▶ Quoted passage
═══

Histograms are useful for showing the distribution of values in a single column. A histogram has a vertical orientation. The number of occurrences of a particular value in a column are automatically counted by the ggvis function. In the following sample code, we show the distribution of temperatures in Celsius for the Central Park temperature data. Notice that the Celsius conversion is rounded to an integer for plotting. Width specifies the size of the bin, which is two in this case. This means that the bin above the tick mark 10 contains all values in the range 9 to 11. There is online a list of names of colors you can use in ggvis.⁵¹

library(ggvis)
library(readr)
library(measurements)
url <-  'http://www.richardtwatson.com/data/centralparktemps.txt'
t <- read_delim(url, delim=',')

## Rows: 1794 Columns: 3

## ── Column specification ────────────────────────────────────────────────────────
## Delimiter: ","
## dbl (3): year, month, temperature

## 
## ℹ Use `spec()` to retrieve the full column specification for this data.
## ℹ Specify the column types or set `show_col_types = FALSE` to quiet this message.

t %>% 
  mutate(Celsius = conv_unit(t$temperature,'F','C')) %>%
  ggvis(~Celsius) %>% 
  layer_histograms(width = 2, fill:='cornflowerblue') %>%
add_axis('x',title='Celsius') %>% 
  add_axis('y',title='Frequency')

Bar graph

In the following example, we query a database to get data for plotting. Because the column selected for graphing, productLine is categorical, we need to use a bar graph.

library(ggvis)
library(DBI)
conn <- dbConnect(RMySQL::MySQL(), "www.richardtwatson.com", dbname="ClassicModels", user="student", password="student")
# Query the database and create file for use with R
d <- dbGetQuery(conn,"SELECT * from Products;") 
# Plot the number of product lines by specifying the appropriate column name
d %>% 
  ggvis(~productLine) %>% 
  layer_bars(fill:='chocolate') %>%
  add_axis('x',title='Product line') %>% 
  add_axis('y',title='Count')

❓Skill builder

Create a bar graph using the data in the following table. Set population as the weight for each observation.

year 1804 1927 1960 1974 1987 1999 2012 2027 2046

population (billions) 1 2 3 4 5 6 7 8 9

year	1804	1927	1960	1974	1987	1999	2012	2027	2046
population (billions)	1	2	3	4	5	6	7	8	9

Scatterplot

A scatterplot shows points on an x-y grid, which means you need to have an x and y with numeric values.

library(ggvis)
library(DBI)
library(dplyr)
library(lubridate)

═══

▶ Extracted records

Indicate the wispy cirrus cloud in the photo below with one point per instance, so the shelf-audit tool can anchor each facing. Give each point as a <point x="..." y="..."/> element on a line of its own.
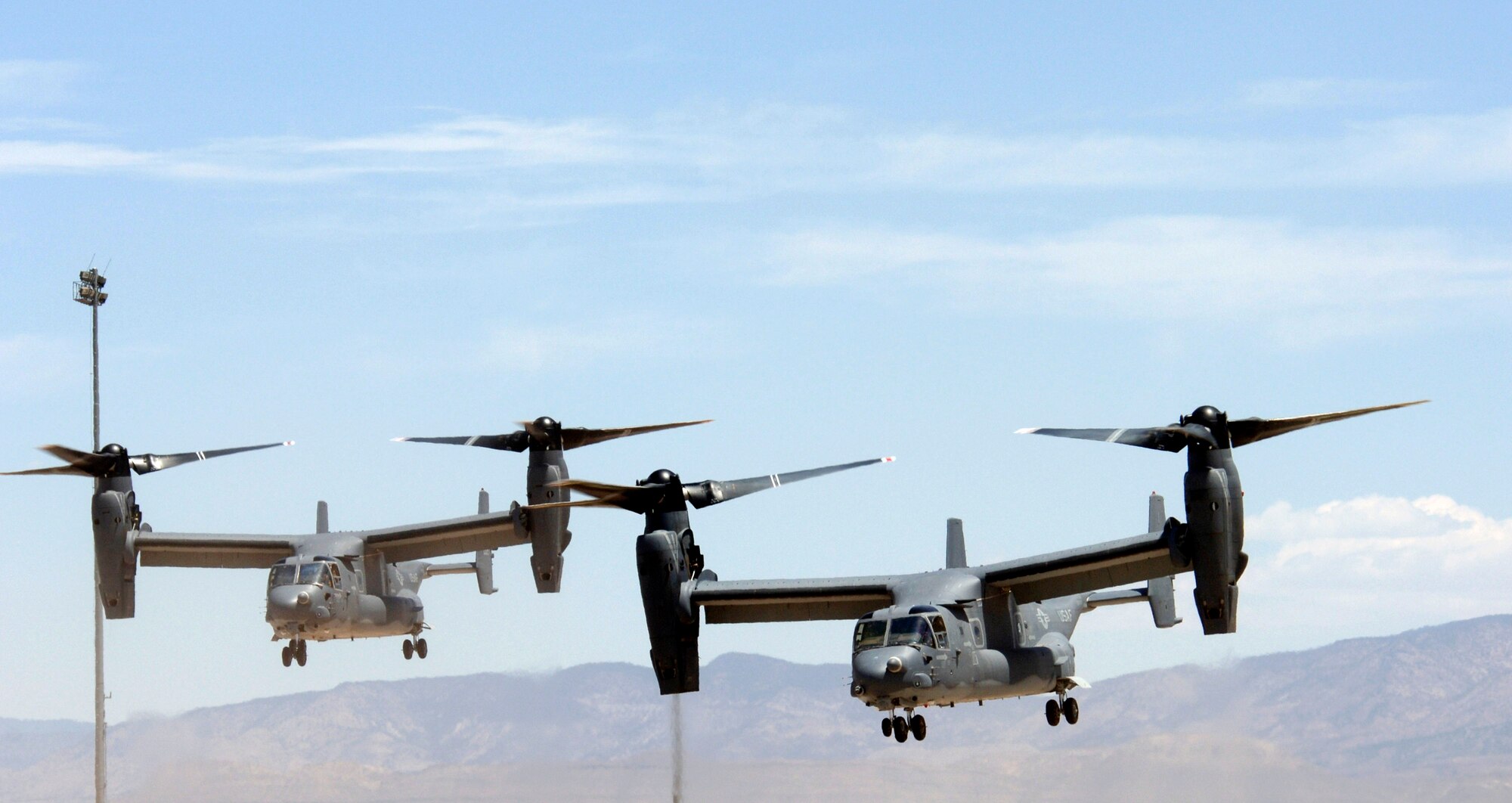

═══

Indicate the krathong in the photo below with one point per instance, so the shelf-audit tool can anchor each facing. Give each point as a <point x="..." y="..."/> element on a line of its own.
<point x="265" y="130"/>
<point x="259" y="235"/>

═══

▶ Stated goal 1
Answer from the ggvis excerpt:
(a) What bin width does the histogram code use?
(b) Why does the productLine column call for a bar graph?
(c) What does a scatterplot require for its x and y values?
▶ Stated goal 2
Change "Delimiter" to "Separator" in the ggvis excerpt, and give the text from "library(readr)" up to and including "for this data.".
You won't need the data for anything here.

▶ Exercise answer 1
(a) Two.
(b) Because productLine is categorical.
(c) An x and y with numeric values.

▶ Exercise answer 2
library(readr)
library(measurements)
url <-  'http://www.richardtwatson.com/data/centralparktemps.txt'
t <- read_delim(url, delim=',')

## Rows: 1794 Columns: 3

## ── Column specification ────────────────────────────────────────────────────────
## Separator: ","
## dbl (3): year, month, temperature

## 
## ℹ Use `spec()` to retrieve the full column specification for this data.